> **Set task 1**
According to the ONNX Runtime benchmarking page, where is the onnxruntime_perf_test executable located?
> **Set task 2**
Decide whether each statement agrees with the ONNX Runtime benchmarking page, answering yes or no and quoting the words of the page that decide it: (a) In 'times' test mode, the default number of repeated times is 1000. (b) The default optimization level is 2 (extended). (c) The model used for testing is installed by the onnxruntime-tools package.
> **Set task 3**
List every valid value of the optimization level option given in the ONNX Runtime benchmarking page, each with its meaning.

[BEGIN Supplied text]

This article describes how to measure the performance of an ONNX model using ONNX Runtime on an STM32MP1xxx platform.
1. Installation[edit source]
1.1. Installing from the OpenSTLinux AI package repository[edit source]
After having configured the AI OpenSTLinux package, install X-LINUX-AI components for this application. The minimum package required is:
apt-get install onnxruntime-tools
The model used in this example can be installed from the following package:
apt-get install onnx-models-mobilenet
2. How to use the benchmark application[edit source]
2.1. Executing with the command line[edit source]
The onnxruntime_perf_test executable is located in the userfs partition:
/usr/local/bin/onnxruntime-x.x.x/tools/onnxruntime_perf_test
It accepts the following input parameters:
usage: ./onnxruntime_perf_test [options...] model_path [result_file] Options: -m [test_mode]: Specifies the test mode. Value could be 'duration' or 'times'. Provide 'duration' to run the test for a fix duration, and 'times' to repeated for a certain times. -M: Disable memory pattern. -A: Disable memory arena -I: Generate tensor input binding (Free dimensions are treated as 1.) -c [parallel runs]: Specifies the (max) number of runs to invoke simultaneously. Default:1.. -r [repeated_times]: Specifies the repeated times if running in 'times' test mode.Default:1000. -t [seconds_to_run]: Specifies the seconds to run for 'duration' mode. Default:600. -p [profile_file]: Specifies the profile name to enable profiling and dump the profile data to the file. -s: Show statistics result, like P75, P90. If no result_file provided this defaults to on. -v: Show verbose information. -x [intra_op_num_threads]: Sets the number of threads used to parallelize the execution within nodes, A value of 0 means ORT will pick a default. Must >=0. -y [inter_op_num_threads]: Sets the number of threads used to parallelize the execution of the graph (across nodes), A value of 0 means ORT will pick a default. Must >=0. -f [free_dimension_override]: Specifies a free dimension by name to override to a specific value for performance optimization. Syntax is [dimension_name:override_value]. override_value must > 0 -F [free_dimension_override]: Specifies a free dimension by denotation to override to a specific value for performance optimization. Syntax is [dimension_denotation:override_value]. override_value must > 0 -P: Use parallel executor instead of sequential executor. -o [optimization level]: Default is 99 (all). Valid values are 0 (disable), 1 (basic), 2 (extended), 99 (all). Please see onnxruntime_c_api.h (enum GraphOptimizationLevel) for the full list of all optimization levels. -u [optimized_model_path]: Specify the optimized model path for saving. -z: Set denormal as zero. When turning on this option reduces latency dramatically, a model may have denormals. -h: help
2.2. Testing with MobileNet V1[edit source]
The model used for testing is mobilenet_v1_0.5_128_quant.onnx, installed by the onnx-models-mobilenet package.

[END Supplied text]
[BEGIN Entries provided]

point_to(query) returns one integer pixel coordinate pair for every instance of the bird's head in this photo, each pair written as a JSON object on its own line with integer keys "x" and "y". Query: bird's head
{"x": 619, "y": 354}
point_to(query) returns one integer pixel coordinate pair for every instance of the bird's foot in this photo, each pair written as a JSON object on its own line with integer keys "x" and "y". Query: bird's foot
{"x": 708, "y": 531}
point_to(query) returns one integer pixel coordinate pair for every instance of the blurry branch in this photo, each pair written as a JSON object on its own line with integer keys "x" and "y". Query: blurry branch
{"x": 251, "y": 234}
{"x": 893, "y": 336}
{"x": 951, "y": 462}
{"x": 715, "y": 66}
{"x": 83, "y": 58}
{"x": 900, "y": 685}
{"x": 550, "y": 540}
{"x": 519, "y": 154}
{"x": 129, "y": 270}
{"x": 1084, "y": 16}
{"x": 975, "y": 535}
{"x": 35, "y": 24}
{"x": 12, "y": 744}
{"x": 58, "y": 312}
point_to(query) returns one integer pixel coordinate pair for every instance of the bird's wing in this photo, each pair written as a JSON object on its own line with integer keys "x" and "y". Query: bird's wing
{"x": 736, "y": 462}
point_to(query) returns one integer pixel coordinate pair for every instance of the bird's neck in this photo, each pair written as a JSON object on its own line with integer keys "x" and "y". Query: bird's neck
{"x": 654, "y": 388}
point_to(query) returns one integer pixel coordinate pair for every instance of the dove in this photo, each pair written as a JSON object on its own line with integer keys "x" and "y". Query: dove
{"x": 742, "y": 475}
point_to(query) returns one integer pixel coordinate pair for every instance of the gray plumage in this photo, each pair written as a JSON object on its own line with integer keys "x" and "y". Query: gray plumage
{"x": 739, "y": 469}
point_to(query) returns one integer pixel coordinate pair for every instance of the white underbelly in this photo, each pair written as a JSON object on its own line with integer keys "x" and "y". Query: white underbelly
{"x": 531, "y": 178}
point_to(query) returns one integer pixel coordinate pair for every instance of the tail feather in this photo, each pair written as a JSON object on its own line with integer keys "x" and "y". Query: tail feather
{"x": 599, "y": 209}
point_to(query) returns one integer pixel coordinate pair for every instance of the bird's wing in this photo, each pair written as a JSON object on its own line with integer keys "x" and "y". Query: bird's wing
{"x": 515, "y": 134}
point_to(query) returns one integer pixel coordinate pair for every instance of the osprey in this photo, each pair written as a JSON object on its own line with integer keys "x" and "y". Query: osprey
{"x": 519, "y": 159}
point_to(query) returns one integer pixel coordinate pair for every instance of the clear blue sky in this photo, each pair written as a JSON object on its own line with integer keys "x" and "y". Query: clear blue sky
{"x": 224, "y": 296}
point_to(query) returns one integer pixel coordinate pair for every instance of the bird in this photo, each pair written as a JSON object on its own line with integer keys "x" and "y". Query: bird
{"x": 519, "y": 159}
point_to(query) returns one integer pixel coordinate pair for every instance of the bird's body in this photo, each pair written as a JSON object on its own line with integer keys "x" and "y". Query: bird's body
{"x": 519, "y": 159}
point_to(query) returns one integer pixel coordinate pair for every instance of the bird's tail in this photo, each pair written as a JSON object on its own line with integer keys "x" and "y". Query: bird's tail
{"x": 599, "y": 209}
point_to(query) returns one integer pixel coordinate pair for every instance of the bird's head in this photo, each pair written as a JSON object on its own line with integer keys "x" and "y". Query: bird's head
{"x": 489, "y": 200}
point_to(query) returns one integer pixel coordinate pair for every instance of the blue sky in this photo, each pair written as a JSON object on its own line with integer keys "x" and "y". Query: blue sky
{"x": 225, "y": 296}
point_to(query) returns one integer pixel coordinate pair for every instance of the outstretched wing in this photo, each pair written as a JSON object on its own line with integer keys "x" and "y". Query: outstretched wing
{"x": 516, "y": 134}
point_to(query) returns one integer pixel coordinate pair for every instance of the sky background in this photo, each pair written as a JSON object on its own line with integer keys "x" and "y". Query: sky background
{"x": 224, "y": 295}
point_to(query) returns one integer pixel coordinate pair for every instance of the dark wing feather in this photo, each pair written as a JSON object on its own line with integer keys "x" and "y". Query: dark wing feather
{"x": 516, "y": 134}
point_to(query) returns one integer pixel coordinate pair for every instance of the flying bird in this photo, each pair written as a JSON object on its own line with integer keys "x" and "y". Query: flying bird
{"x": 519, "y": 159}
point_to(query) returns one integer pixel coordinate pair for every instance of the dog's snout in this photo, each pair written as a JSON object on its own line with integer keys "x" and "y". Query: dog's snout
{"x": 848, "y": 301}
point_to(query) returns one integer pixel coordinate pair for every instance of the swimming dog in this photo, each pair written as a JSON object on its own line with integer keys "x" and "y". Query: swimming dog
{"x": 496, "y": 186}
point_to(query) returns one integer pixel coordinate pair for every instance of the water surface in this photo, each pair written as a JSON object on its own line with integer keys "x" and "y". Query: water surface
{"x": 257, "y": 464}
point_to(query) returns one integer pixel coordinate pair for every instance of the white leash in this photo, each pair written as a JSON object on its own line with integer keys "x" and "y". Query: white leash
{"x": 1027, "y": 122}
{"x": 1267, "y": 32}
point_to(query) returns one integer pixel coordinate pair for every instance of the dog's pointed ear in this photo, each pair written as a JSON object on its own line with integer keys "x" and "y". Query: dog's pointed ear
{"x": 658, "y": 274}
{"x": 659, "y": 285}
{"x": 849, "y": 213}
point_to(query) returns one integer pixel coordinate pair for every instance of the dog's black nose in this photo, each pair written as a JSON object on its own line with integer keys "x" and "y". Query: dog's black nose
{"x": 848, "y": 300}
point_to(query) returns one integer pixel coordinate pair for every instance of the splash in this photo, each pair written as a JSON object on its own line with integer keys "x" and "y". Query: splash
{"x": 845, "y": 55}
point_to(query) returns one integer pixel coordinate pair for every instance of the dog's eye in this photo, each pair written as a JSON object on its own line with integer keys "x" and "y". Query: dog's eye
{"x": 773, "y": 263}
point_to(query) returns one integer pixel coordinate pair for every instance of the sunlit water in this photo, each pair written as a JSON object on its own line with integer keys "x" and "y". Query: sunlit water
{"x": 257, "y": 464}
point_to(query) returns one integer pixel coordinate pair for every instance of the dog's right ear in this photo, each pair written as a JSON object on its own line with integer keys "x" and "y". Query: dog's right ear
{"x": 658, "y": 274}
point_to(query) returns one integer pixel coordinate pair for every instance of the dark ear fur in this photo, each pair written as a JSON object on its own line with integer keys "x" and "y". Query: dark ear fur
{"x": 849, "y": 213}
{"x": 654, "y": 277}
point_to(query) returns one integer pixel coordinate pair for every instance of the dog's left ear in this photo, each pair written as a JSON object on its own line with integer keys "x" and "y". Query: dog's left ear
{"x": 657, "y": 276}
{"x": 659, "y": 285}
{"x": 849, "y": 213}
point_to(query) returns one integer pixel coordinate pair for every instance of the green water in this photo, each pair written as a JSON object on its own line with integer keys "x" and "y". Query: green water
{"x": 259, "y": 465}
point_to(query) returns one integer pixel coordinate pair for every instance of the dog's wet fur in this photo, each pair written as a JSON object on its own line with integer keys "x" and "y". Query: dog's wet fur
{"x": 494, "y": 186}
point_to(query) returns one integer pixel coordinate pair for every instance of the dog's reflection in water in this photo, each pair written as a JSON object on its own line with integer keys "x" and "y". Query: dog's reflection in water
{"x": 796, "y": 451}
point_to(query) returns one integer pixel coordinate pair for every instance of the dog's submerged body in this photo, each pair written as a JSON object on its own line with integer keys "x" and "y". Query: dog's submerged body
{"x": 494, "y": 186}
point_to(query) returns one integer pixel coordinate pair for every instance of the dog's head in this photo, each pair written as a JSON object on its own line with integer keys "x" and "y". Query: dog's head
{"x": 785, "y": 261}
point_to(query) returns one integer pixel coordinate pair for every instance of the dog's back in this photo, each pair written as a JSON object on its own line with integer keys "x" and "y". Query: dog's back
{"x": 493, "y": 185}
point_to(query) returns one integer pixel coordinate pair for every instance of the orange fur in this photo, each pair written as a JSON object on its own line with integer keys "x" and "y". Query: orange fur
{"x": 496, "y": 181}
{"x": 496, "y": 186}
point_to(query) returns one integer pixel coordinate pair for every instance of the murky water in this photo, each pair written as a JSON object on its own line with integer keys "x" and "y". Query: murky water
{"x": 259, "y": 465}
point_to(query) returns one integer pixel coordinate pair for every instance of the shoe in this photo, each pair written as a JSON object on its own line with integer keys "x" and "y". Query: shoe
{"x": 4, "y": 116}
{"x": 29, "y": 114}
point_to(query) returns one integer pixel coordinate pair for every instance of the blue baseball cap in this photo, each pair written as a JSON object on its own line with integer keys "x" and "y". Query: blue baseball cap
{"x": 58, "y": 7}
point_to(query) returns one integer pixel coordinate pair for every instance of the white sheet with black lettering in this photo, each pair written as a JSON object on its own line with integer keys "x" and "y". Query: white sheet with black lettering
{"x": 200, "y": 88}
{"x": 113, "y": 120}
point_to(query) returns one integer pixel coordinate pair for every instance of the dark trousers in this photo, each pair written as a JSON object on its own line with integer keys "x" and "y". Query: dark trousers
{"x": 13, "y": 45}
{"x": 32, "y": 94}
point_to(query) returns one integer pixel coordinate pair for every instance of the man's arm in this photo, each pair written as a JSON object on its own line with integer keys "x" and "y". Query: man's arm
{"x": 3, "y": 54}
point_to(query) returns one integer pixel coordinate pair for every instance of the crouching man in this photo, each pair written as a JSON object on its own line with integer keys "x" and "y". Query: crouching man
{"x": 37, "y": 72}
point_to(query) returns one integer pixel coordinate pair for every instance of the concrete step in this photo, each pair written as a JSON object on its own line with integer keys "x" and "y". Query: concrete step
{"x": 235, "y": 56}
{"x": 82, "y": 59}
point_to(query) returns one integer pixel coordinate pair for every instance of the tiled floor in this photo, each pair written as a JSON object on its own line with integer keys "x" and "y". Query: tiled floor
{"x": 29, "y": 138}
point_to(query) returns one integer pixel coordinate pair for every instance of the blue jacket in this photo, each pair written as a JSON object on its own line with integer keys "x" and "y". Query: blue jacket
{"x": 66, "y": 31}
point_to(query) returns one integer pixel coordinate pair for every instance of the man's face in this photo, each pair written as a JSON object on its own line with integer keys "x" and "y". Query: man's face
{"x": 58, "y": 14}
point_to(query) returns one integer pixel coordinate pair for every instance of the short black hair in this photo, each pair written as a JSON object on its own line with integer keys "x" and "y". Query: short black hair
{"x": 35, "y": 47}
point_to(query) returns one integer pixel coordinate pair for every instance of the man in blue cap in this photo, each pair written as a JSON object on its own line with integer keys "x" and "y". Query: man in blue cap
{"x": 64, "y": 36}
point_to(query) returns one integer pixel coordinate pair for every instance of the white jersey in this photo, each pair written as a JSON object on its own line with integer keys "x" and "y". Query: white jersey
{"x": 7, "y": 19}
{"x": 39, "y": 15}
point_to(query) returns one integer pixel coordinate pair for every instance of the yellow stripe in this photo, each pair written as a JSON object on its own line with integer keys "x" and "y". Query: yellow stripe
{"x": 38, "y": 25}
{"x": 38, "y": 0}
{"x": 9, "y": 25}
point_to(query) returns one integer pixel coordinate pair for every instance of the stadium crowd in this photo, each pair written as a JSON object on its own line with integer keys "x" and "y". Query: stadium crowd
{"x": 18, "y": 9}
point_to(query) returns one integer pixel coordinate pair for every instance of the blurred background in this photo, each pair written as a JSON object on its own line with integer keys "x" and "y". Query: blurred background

[END Entries provided]

> **Reply 1**
It is in the userfs partition, at /usr/local/bin/onnxruntime-x.x.x/tools/onnxruntime_perf_test.

> **Reply 2**
(a) Yes: "-r [repeated_times]: Specifies the repeated times if running in 'times' test mode.Default:1000."
(b) No: "-o [optimization level]: Default is 99 (all)."
(c) No: "The model used for testing is mobilenet_v1_0.5_128_quant.onnx, installed by the onnx-models-mobilenet package."

> **Reply 3**
0 (disable)
1 (basic)
2 (extended)
99 (all)